* [INSTRUCTION]
Render the material below as a numbered list with one line per item and no blank lines. Leave out the pictures.

* [SOURCE MATERIAL]
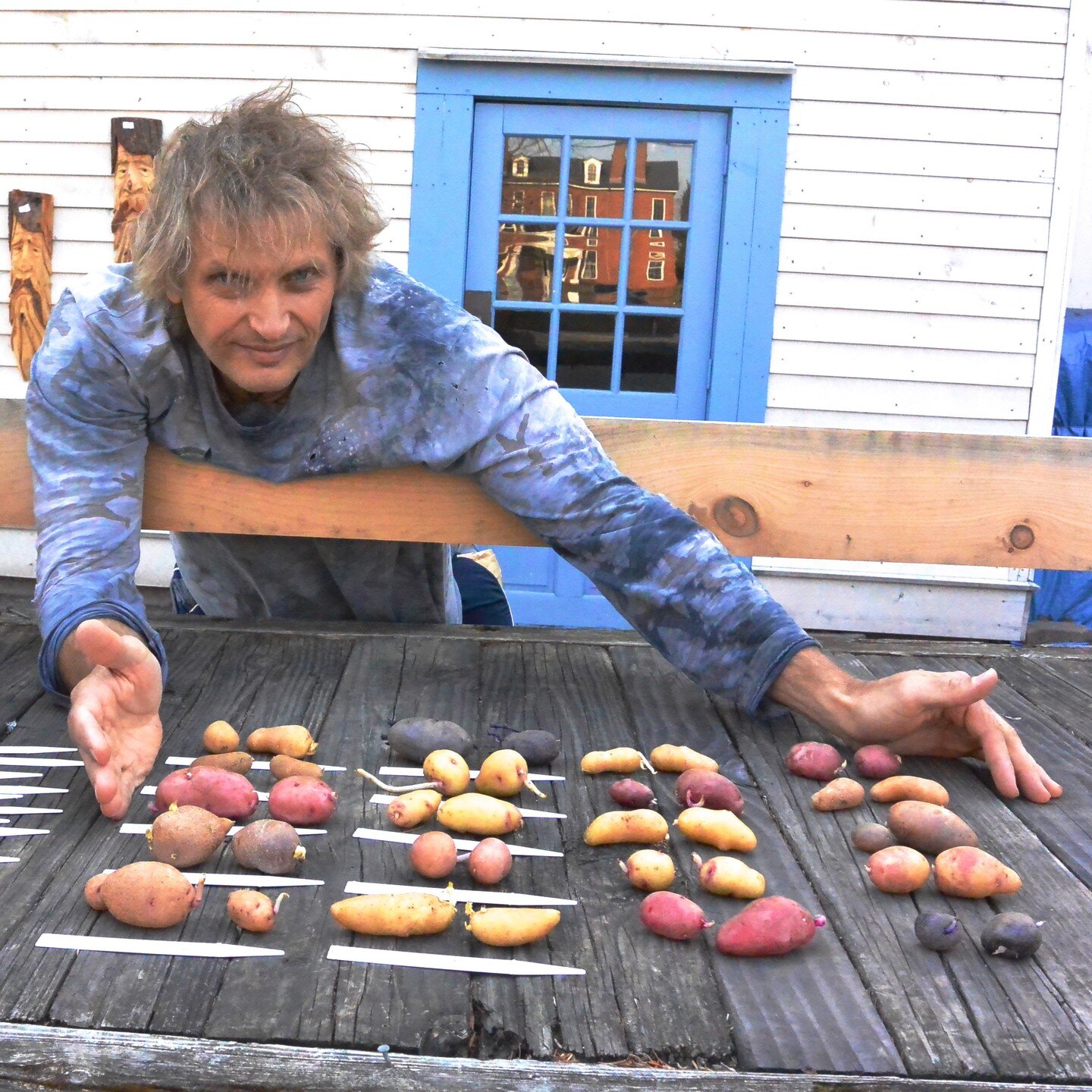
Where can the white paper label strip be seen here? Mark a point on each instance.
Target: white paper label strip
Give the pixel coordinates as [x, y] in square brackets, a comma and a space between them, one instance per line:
[468, 963]
[459, 895]
[411, 771]
[461, 843]
[183, 760]
[144, 947]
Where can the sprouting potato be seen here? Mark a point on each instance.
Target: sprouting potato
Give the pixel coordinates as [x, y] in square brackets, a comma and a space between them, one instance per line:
[186, 836]
[723, 830]
[649, 871]
[290, 739]
[730, 877]
[478, 814]
[394, 915]
[220, 739]
[412, 809]
[642, 824]
[511, 926]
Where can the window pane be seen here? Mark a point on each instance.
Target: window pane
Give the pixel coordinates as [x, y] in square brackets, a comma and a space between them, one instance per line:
[596, 177]
[657, 260]
[662, 183]
[650, 353]
[591, 265]
[524, 262]
[526, 330]
[585, 350]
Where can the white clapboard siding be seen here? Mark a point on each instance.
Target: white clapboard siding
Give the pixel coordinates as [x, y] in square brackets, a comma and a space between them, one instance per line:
[974, 367]
[899, 260]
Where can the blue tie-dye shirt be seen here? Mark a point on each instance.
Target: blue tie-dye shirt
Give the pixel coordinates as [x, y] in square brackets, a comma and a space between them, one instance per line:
[402, 377]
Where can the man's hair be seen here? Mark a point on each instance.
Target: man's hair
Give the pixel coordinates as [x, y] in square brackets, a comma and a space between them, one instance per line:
[260, 168]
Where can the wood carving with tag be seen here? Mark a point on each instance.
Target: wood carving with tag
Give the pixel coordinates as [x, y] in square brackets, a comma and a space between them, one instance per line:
[134, 143]
[31, 238]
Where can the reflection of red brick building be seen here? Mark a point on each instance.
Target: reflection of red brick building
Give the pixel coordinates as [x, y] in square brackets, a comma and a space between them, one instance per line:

* [RESULT OF THIS EXERCISE]
1. Where can the white paper label strip be seen here? Mark a point on each instance.
2. Target: white paper label strip
3. Give the pixel coordinates as [x, y] in square brackets, a comma and a space between them, one instance per line:
4. [468, 963]
5. [459, 895]
6. [411, 771]
7. [461, 843]
8. [183, 760]
9. [144, 947]
10. Where can the sprouting potato be seen here? Mark a point on each instance.
11. Target: sprouting potato
12. Give the pixel coordinates as [x, y] in square brackets, a comma and a space between them, one instance per line:
13. [186, 836]
14. [723, 830]
15. [649, 871]
16. [290, 739]
17. [730, 877]
18. [478, 814]
19. [394, 915]
20. [220, 739]
21. [412, 809]
22. [642, 824]
23. [511, 926]
24. Where can the window pane be seen here? Mark a point on each instance.
25. Target: window pane
26. Give the pixel coordinates as [x, y] in square brackets, a comma and a space between them, one instance per line:
27. [596, 177]
28. [657, 260]
29. [662, 183]
30. [650, 353]
31. [591, 265]
32. [524, 262]
33. [526, 330]
34. [585, 350]
35. Where can the white clapboard siding be seen here? Mark a point on each instance.
36. Target: white clapboard siding
37. Give the pixel coordinates as [x, y] in square brackets, a comma and a space between them, one instance per line:
38. [974, 367]
39. [899, 260]
40. Where can the blue tie-dye shirt be seen here? Mark a point on each instance.
41. Target: blue tie-dye shirt
42. Give the pixel coordinates as [x, y] in square brackets, a comma and a space between them, one instance per line:
43. [402, 377]
44. Where can the man's hair be seen here? Mark a point on each instance.
45. Target: man's hair
46. Give the pixel coordinates as [x, y] in square brackets, a comma and a space between them, one instance per line:
47. [260, 168]
48. Where can the wood carving with tag be seen here? Mark a point on each instance.
49. Target: wood carving with tag
50. Give the pixel coordinates as [x, y] in square brackets, a comma and a space between them, one instance per line:
51. [134, 143]
52. [31, 238]
53. Where can the reflection of red brick building be seen here? Mark a point on each instance.
54. Target: reflection of red brick building
55. Give the pixel coordinates as [x, y] in square brackets, a comma and a space between them, one instance per line:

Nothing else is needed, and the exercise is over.